Recorded information:
+---+

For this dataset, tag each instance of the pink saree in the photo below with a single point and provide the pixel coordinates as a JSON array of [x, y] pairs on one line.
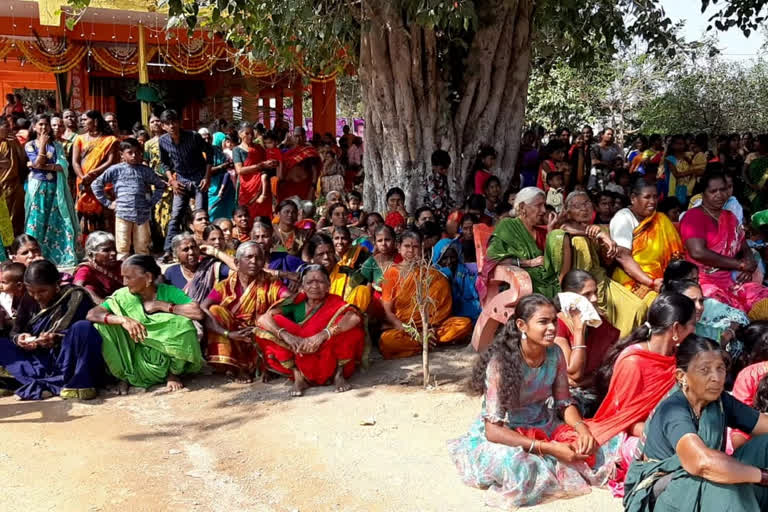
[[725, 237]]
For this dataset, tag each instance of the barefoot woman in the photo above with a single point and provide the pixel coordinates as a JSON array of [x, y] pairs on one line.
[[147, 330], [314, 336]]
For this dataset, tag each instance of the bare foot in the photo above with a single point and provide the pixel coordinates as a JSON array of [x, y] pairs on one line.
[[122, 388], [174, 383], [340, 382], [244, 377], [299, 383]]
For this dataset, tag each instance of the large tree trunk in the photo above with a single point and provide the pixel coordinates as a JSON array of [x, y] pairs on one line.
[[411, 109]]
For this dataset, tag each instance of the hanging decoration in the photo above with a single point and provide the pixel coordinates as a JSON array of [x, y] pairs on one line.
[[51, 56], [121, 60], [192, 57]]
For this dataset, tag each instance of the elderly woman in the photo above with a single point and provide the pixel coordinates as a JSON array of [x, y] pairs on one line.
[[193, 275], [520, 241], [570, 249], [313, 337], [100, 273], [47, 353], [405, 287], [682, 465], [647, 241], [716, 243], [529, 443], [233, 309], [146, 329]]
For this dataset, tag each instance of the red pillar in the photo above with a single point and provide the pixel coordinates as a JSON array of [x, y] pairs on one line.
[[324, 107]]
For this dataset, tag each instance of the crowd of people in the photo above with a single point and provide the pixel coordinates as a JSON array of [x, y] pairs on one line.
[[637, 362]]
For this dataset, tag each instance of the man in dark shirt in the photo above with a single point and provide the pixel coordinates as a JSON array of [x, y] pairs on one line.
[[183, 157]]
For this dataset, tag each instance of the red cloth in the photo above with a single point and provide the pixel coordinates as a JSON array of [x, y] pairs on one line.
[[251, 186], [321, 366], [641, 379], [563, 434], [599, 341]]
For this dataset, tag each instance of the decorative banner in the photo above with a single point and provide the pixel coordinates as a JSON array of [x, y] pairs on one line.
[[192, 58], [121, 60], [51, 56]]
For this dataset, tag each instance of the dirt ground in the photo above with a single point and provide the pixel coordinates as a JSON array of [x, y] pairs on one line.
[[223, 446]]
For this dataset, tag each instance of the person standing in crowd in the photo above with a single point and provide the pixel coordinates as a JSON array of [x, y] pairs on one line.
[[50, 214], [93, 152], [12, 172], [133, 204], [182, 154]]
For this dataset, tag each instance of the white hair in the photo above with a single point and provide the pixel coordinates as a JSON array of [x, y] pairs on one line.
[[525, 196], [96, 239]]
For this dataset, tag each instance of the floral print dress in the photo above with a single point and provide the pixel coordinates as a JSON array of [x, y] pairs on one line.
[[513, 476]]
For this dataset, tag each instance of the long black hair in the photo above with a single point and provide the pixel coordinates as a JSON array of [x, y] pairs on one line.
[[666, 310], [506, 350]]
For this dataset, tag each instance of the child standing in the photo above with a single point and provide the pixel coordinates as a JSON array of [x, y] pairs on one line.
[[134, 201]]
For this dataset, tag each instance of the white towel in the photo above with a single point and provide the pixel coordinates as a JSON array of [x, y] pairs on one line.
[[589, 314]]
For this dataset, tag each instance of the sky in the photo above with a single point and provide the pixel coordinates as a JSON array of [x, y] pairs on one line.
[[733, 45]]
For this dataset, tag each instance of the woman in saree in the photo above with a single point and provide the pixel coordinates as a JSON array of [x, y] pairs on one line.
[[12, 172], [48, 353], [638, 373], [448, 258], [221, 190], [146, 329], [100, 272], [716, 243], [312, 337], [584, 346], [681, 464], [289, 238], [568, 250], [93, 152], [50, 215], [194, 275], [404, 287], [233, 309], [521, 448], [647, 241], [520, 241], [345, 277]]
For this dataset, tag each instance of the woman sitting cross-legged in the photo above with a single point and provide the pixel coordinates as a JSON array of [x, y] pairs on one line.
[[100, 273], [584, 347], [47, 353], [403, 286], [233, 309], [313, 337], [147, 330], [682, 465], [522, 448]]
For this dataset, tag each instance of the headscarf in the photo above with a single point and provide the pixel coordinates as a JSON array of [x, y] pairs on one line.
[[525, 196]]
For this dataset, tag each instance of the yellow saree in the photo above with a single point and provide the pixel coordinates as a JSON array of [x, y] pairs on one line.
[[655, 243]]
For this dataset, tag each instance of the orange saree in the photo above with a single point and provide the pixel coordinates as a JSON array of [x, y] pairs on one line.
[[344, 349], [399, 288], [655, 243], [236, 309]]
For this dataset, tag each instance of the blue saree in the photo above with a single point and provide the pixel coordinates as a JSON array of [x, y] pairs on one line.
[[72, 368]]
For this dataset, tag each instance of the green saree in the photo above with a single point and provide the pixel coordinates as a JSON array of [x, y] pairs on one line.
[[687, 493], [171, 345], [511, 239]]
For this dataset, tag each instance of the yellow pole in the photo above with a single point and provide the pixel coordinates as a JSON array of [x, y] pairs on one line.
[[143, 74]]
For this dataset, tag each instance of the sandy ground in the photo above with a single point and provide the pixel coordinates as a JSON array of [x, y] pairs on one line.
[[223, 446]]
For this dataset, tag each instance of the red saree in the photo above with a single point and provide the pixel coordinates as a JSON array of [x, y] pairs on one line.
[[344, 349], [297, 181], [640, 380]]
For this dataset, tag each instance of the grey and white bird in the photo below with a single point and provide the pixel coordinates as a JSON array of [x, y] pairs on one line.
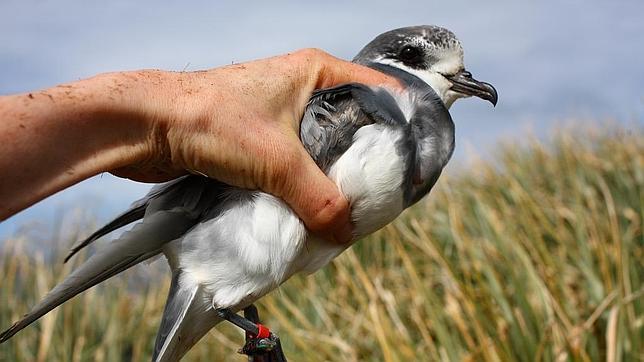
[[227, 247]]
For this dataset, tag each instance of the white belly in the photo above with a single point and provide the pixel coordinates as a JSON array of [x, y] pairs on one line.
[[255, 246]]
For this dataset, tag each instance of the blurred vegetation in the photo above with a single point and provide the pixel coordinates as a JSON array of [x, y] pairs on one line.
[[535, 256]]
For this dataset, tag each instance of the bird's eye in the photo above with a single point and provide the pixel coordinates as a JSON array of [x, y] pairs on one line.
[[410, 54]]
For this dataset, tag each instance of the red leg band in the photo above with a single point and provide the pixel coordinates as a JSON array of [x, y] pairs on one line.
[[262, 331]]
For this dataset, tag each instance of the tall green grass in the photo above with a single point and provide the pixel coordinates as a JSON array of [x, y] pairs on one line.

+---+

Exercise details:
Output the entries above verbatim. Omit the images.

Your solution:
For this dataset, tag each instance of the pink saree in the photo below with a single point and provide the pixel coordinates as a JSON array of [x, y] pairs on one line.
[[725, 237]]
For this dataset, tag each instance of the barefoot woman in the photo above with a single point and provide the pixel coordinates as a JSON array of [x, y] pairs on one line.
[[147, 330], [314, 336]]
For this dataset, tag each instance of the bare foot in the photo above with a single point and provide the pixel coordinates as a JSON array of [x, y] pairs on one line.
[[122, 388], [174, 383], [340, 382], [244, 377], [299, 383]]
For this dataset, tag each instance of the large tree trunk in the photo above with a single point and provide the pixel coordinates as a JSON array of [x, y] pairs on one line.
[[411, 109]]
For this dataset, tag each instance of the hanging decoration in the photo above with a single point and provide the pixel coordinates as a JSON array of [x, y] pairs on one line.
[[51, 56], [121, 60], [192, 57]]
For this dataset, tag each instance of the elderly woman in the photo above with a single point and provide the pixel coordinates as a JSON array of [x, y] pairs on one line.
[[193, 275], [520, 241], [570, 249], [313, 337], [100, 273], [47, 353], [405, 287], [682, 465], [647, 241], [716, 243], [529, 443], [233, 309], [146, 329]]
For this dataset, tag each instance of the red pillar in the photo above with a single point and provide the pixel coordinates as a JSON array of [x, y] pairs on one line.
[[324, 107]]
For this dataset, tag each instance of the crowd of people in the photo above with a single point and provide the pixel coordinates as a JSON array of [x, y] pairs on one line.
[[637, 362]]
For this dataset, tag each instance of the man in dark shirt in the photo above with a single point and provide the pixel coordinates as a JSON array of [x, y] pairs on one line.
[[183, 157]]
For this dataset, tag each instance of the red cloth in the photo above with a single point and provide the pixel coordinates as a JSON array of [x, y] pairs on one line.
[[251, 186], [321, 366], [641, 379], [563, 434], [599, 341]]
For this dataset, tag each instance of the decorative banner in the photo above with a single point and provide the pixel coordinates as a JSON array of [x, y] pairs on one line.
[[192, 58], [121, 60], [51, 56]]
For this dataset, tag each instance of the dirt ground in the photo above with a single point and provide the pixel coordinates as a JSON array of [x, y] pairs on one line.
[[223, 446]]
For this dataset, tag each instance of the person standing in crowd in the photo above with a single point and provide the pixel coordinates as a JSON array of [x, y] pairs on one line.
[[50, 214], [93, 152], [12, 172], [133, 204], [182, 154]]
For this dataset, tag each instance of the white hair in the photo above with a single point and provide the pixel coordinates as a JSON array of [x, y] pairs on one line.
[[525, 196], [96, 239]]
For this dataset, tag each instance of the floral print dress in the photo above with a single point and provide the pixel coordinates as a JSON array of [x, y] pairs on one line.
[[513, 476]]
For this dataset, tag each instance of the long black hair in the photo above with a single point and provide the pixel coordinates as a JSON array of [x, y] pairs on one line.
[[666, 310], [506, 350]]
For this dataset, tag each instance of the child standing in the photo above with a single point and provide the pixel coordinates as a JSON array of [x, y] pairs on one line.
[[134, 201]]
For this dataset, tag each instance of the white towel in the photo above with a single point and provide the pixel coordinates as a JSON array of [x, y] pairs on one line.
[[589, 314]]
For this dataset, tag each instance of the sky in the photo above with a single point and provide the pixel coordinates as a JSON array of [x, y] pairs on one line.
[[733, 45]]
For this dataset, tag each instance of the woman in saree in the photo above with a single point and provide the pixel coordinates as a JSON array of [x, y] pairs on one line.
[[12, 172], [48, 353], [638, 373], [448, 258], [221, 190], [146, 329], [100, 272], [716, 243], [312, 337], [584, 346], [681, 464], [289, 238], [568, 250], [93, 152], [50, 215], [194, 275], [404, 287], [233, 309], [521, 448], [647, 241], [520, 241], [345, 277]]
For this dataset, tag each instance of the woman sitting cross-legged in the photo above with a single point and provide the pixel coordinates as a JSON array of [x, y] pairs on one line.
[[100, 273], [584, 347], [47, 353], [403, 286], [233, 309], [313, 337], [147, 330], [682, 465], [522, 448]]
For this dataset, tag each instance of the headscarf in the photo above with a single point and provide the pixel coordinates as a JSON array of [x, y] pairs on one line.
[[525, 196]]
For this dataset, tag each instance of the yellow saree in the photo above with a single point and provide the pixel coordinates as a JSON array of [x, y] pairs on one line.
[[655, 243]]
For this dataset, tag each instance of the orange saree in the photo above with a single point and provide the pixel coordinates as a JSON array of [x, y] pairs on one line.
[[344, 349], [399, 288], [655, 243], [236, 309]]
For this dataset, tag each instance of the blue saree in the photo above with a single point and provide the pixel coordinates as a JSON array of [x, y] pairs on one line.
[[72, 368]]
For this dataset, tag each instance of the green saree in the photo above with a single point and provide the pixel coordinates as a JSON array of [x, y] pairs on one line.
[[687, 493], [171, 345], [511, 239]]
For this dataset, tag each instance of the yellow pole in the photo above with a single point and provide the pixel coordinates as a JSON array of [x, y] pairs on one line.
[[143, 74]]
For this dataset, tag each instance of the sandy ground in the photo above with a single point and provide the pixel coordinates as a JSON array of [x, y] pairs on one line.
[[223, 446]]
For this dataset, tag each instance of the red saree in the photo above with a single point and provide the pixel coordinates as a JSON array of [x, y] pairs on one line.
[[344, 349], [297, 181], [640, 380]]
For this dataset, tag each instance of the grey and white bird in the photo below with a single point and provide the pixel coordinates as a JSON array of [x, y] pairs on one line.
[[227, 247]]
For this dataset, tag each instance of the white belly in the photo above with a single point and provide the pixel coordinates as a JSON array of [x, y] pairs on one line.
[[255, 246]]
For this dataset, tag each instance of the blurred vegetation in the photo above with a single point and provide the pixel coordinates as a JSON array of [x, y] pairs on one line.
[[535, 256]]
For this dataset, tag each instance of the bird's eye in the photo above with a single point and provide the pixel coordinates as a JSON array of [x, y] pairs on one line.
[[410, 54]]
For this dataset, tag each instance of the red leg band in the photo above with a single point and provide the pixel coordinates as a JSON array of [x, y] pairs on one line.
[[262, 331]]
For this dataset, tag each instance of the tall green grass in the photo above with a single point and provide the pixel coordinates as a JSON array of [x, y] pairs on one line.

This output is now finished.